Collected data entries

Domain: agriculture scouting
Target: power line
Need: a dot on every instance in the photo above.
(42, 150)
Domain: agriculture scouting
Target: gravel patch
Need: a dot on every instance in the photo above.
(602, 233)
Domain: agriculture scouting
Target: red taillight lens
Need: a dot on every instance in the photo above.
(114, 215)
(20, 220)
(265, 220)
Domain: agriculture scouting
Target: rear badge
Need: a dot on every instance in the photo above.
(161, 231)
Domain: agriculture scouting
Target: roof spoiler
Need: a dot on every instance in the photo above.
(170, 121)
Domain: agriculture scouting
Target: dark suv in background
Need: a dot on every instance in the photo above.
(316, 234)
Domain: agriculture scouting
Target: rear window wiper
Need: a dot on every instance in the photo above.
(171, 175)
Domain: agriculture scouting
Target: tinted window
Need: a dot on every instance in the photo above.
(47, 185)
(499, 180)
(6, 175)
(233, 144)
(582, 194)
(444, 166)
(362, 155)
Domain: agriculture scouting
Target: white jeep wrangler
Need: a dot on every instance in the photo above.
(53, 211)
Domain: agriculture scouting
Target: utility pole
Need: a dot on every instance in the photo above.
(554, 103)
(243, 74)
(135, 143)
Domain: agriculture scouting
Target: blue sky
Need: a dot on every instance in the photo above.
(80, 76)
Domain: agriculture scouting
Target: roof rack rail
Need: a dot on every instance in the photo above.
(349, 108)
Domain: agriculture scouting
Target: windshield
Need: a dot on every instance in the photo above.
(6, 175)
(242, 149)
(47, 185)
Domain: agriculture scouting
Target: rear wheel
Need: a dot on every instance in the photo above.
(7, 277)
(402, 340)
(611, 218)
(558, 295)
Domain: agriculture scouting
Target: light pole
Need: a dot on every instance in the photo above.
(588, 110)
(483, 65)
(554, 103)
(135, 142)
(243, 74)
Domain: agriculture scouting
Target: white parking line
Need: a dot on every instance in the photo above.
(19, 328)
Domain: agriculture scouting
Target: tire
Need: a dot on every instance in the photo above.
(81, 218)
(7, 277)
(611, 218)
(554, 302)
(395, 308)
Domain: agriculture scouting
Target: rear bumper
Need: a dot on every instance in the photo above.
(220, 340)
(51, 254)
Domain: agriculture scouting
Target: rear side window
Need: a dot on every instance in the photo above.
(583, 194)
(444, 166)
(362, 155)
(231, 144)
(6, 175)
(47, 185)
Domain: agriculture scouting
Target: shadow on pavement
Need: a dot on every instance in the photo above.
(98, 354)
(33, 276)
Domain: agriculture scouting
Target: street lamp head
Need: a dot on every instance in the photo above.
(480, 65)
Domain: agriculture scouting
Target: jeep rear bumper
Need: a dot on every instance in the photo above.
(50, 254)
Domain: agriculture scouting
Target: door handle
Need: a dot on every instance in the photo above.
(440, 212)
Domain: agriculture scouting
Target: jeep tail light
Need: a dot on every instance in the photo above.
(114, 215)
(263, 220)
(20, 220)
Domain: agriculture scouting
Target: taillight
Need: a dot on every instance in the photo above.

■ **WHAT IS NEEDED**: Write out every record shown above, word for word.

■ **WRITTEN RESPONSE**:
Domain: agriculture scouting
Target: power line
Need: a dot on every instance in the photo above.
(42, 150)
Domain: agriculture scouting
Target: gravel patch
Need: a dot on every instance in the photo above.
(602, 233)
Domain: agriculture scouting
Target: red taillight lens
Need: a dot on every instance in the photo above.
(114, 215)
(20, 220)
(265, 220)
Domain: agriculture scouting
Target: rear badge
Need: a dot on every instance in the photo above.
(161, 231)
Domain: agriculture scouting
Target: roof spoiler
Need: a dot on every instance in the photo above.
(170, 121)
Domain: agriculture scouting
Target: dark suv in background
Need: a dot on every instance in the photo above.
(316, 234)
Domain: agriculture scouting
Target: rear window wiper
Need: a dot on every instance in the photo above.
(171, 175)
Domain: agriculture scouting
Target: tinted window
Need: a dot on every instance in the photo above.
(47, 185)
(499, 180)
(6, 175)
(233, 144)
(582, 194)
(444, 166)
(362, 155)
Domain: agriculture scouting
Target: white jeep wrangler
Need: a dot on every instance in the photo above.
(53, 211)
Domain: agriculture scouting
Target: utility pole
Need: a dot on every instance in the photo above.
(554, 103)
(243, 74)
(135, 143)
Domain: agriculture scouting
Target: blue sky
Need: a dot on every instance in the photo above.
(80, 76)
Domain: agriculture scouting
Target: roof rack rail
Need: a dot on every instance in the photo above.
(349, 108)
Domain: agriculture scouting
Target: windshield
Need: a dot on every instance in the photo above.
(6, 175)
(242, 149)
(47, 185)
Domain: agriculture scouting
Target: rear wheel
Need: a dot on every instance in the photo above.
(7, 277)
(402, 340)
(611, 218)
(558, 295)
Domain: agriculture scouting
Target: light pole
Need: a dot on every instance in the photo above.
(588, 110)
(483, 65)
(554, 103)
(135, 142)
(243, 74)
Domain: agriculture scouting
Target: white parking line
Need: a dot on every instance in the photo above.
(19, 328)
Domain: agriculture scouting
Target: tire
Need: a dot on every instance in the photo above.
(81, 218)
(7, 277)
(611, 218)
(554, 302)
(395, 308)
Domain: agriculture scouting
Target: rear bumper
Need: a dot on every instance in the photo above.
(220, 340)
(51, 254)
Domain: agriculture scouting
Target: rear side window
Need: a dot on every instance in the photo above.
(583, 194)
(444, 166)
(362, 155)
(231, 144)
(6, 175)
(47, 185)
Domain: agriculture scouting
Target: shadow on pavement
Need: a dot on every instance in the photo above.
(98, 354)
(33, 276)
Domain: agriculture scouting
Target: street lamp head
Need: a dot on every instance in the photo above.
(480, 65)
Domain: agriculture scouting
Target: jeep rear bumper
Need: a dot on every instance in the photo above.
(50, 254)
Domain: agriculture scouting
Target: door handle
Need: a dot on every instance in the photo above.
(440, 212)
Domain: agriculture scouting
Target: jeep tail light
Need: a dot on every instance in the photo above.
(114, 215)
(263, 220)
(20, 220)
Domain: agriculture scouting
Target: taillight
Need: a dot on every instance in the photo above.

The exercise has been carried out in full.